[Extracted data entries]
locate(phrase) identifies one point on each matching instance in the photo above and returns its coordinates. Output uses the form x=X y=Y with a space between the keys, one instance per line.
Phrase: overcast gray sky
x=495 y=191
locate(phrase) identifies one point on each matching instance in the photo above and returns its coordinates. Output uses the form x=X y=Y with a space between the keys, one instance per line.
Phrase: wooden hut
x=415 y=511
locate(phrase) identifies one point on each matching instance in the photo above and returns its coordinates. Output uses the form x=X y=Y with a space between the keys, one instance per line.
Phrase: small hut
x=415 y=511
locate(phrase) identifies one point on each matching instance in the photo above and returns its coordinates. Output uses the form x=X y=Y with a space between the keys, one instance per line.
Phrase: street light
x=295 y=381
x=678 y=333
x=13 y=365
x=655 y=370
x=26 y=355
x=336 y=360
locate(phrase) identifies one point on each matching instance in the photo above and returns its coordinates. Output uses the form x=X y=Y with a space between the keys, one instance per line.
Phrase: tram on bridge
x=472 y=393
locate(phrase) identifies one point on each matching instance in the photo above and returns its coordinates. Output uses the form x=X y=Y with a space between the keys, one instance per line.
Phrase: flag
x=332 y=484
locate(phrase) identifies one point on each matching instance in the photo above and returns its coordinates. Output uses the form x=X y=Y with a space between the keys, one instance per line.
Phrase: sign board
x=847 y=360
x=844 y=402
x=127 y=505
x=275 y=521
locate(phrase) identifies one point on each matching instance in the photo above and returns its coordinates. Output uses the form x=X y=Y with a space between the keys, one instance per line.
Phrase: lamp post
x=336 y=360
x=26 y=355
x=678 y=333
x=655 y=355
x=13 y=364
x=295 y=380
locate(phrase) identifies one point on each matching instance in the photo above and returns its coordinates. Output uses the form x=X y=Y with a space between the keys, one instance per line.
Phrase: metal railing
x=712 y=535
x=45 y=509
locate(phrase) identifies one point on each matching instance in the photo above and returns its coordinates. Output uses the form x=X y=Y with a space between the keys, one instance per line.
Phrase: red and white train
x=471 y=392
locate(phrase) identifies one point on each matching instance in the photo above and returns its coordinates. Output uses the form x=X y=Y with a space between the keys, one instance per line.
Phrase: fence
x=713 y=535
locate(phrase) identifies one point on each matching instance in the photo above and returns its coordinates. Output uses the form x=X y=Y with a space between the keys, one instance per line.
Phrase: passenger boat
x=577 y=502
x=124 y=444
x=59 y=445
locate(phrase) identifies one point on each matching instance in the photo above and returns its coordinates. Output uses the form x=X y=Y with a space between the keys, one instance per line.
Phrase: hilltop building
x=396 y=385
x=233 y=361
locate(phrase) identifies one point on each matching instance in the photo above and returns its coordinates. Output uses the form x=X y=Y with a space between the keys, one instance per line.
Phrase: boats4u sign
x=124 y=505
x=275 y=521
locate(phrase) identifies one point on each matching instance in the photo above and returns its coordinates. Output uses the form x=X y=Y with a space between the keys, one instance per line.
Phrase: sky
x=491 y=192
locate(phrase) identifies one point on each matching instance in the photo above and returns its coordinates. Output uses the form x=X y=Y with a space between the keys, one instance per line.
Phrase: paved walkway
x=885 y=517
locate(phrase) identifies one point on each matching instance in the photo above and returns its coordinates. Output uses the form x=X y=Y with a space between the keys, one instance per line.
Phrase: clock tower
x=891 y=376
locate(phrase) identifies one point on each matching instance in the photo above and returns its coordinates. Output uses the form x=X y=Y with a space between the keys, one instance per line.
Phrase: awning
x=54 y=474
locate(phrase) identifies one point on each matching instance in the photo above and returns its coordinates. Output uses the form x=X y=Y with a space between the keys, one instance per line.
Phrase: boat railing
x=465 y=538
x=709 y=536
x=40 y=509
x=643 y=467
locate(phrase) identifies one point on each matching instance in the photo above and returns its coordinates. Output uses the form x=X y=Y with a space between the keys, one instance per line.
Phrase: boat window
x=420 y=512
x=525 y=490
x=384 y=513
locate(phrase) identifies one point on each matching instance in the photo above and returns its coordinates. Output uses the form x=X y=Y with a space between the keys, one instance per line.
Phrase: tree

▸ WRITTEN PROBLEM
Repeat the material above in full, quoting it exactly.

▸ RESULT
locate(phrase) identifies one point on each matching instance in the photo above and returns its coordinates. Output uses the form x=X y=Y with a space between the keys, one instance per line.
Phrase: overcast gray sky
x=495 y=191
locate(phrase) identifies one point on each matching instance in the photo above and returns its coordinates. Output uses the form x=X y=Y with a space between the keys, one instance per line.
Phrase: wooden hut
x=415 y=511
locate(phrase) identifies one point on each matching instance in the photo above and returns its coordinates. Output uses the form x=X y=Y with a space between the keys, one instance per line.
Phrase: small hut
x=415 y=511
locate(phrase) identifies one point on each matching instance in the photo above and returns its coordinates. Output uses the form x=X y=Y with a space between the keys, one instance per line.
Phrase: street light
x=295 y=381
x=678 y=333
x=13 y=365
x=655 y=370
x=26 y=355
x=336 y=360
locate(phrase) identifies one point on each matching instance in the photo above and returns its coordinates. Output uses the form x=X y=Y with a space between the keys, one instance per line.
Phrase: tram on bridge
x=472 y=393
locate(phrase) identifies one point on each matching instance in the photo above and returns its coordinates. Output uses the form x=X y=Y with a space between the keys, one instance per line.
Phrase: flag
x=332 y=484
locate(phrase) identifies one point on each matching instance in the photo above and returns its coordinates. Output uses the form x=X y=Y with a space between the keys, one instance per line.
Phrase: sign board
x=847 y=360
x=844 y=402
x=127 y=505
x=275 y=521
locate(phrase) identifies one point on each matching instance in the photo above and returns its coordinates. Output uses the form x=X y=Y with a space between the keys, one instance per line.
Phrase: lamp post
x=336 y=360
x=26 y=355
x=678 y=333
x=655 y=355
x=13 y=364
x=295 y=380
locate(phrase) identifies one point on each matching instance in the photo above and returns its coordinates. Output uses the form x=X y=Y with a space between the keys, one instance per line.
Phrase: metal railing
x=712 y=535
x=45 y=509
locate(phrase) identifies one point on each matching instance in the photo above and returns its coordinates. Output uses the form x=X y=Y with a space between the keys, one instance per line.
Phrase: red and white train
x=471 y=392
locate(phrase) identifies one point on each matching instance in the photo above and returns its coordinates. Output uses the form x=X y=Y with a space between the keys, one instance per line.
Phrase: fence
x=713 y=535
locate(phrase) identifies one point on each matching instance in the photo above and returns its coordinates. Output uses the form x=X y=Y with a space between the keys, one instance per line.
Phrase: passenger boat
x=577 y=502
x=124 y=444
x=59 y=445
locate(phrase) identifies one point on each matching instance in the photo above and returns its coordinates. Output uses the form x=X y=Y with a space between the keys, one instance per line.
Phrase: hilltop building
x=396 y=385
x=233 y=361
locate(phrase) identifies one point on each matching instance in the photo above and returns its coordinates. Output uses the form x=X y=Y with a space between the keys, one instance per line.
Phrase: boats4u sign
x=124 y=505
x=275 y=521
locate(phrase) identifies one point on each matching instance in the photo above and returns its coordinates. Output uses the form x=X y=Y with a space between the keys, one instance per line.
Phrase: sky
x=491 y=192
locate(phrase) identifies one point on each matching instance in the photo above and returns its coordinates. Output uses the form x=X y=Y with a space between the keys, one instance per line.
Phrase: paved walkway
x=885 y=517
locate(phrase) identifies one point on each matching instance in the photo above and returns its coordinates. Output uses the form x=X y=Y with a space between the keys, one instance per line.
Phrase: clock tower
x=891 y=376
locate(phrase) identifies one point on each matching instance in the photo above and returns its coordinates. Output uses the form x=X y=Y with a space between the keys, one instance per line.
Phrase: awning
x=54 y=474
locate(phrase) identifies one point on each matching instance in the photo above and returns its coordinates. Output uses the form x=X y=Y with a space between the keys, one instance per line.
Phrase: boat railing
x=465 y=538
x=709 y=536
x=40 y=509
x=643 y=467
locate(phrase) identifies one point on each matching instance in the photo above and returns its coordinates. Output uses the form x=X y=Y with a space between the keys, one instance per line.
Phrase: boat window
x=420 y=512
x=525 y=490
x=384 y=513
locate(phrase) identifies one point on each matching instance in the photo above and returns its coordinates. Output uses the form x=X y=Y with a space between the keys, one instance per line.
Phrase: tree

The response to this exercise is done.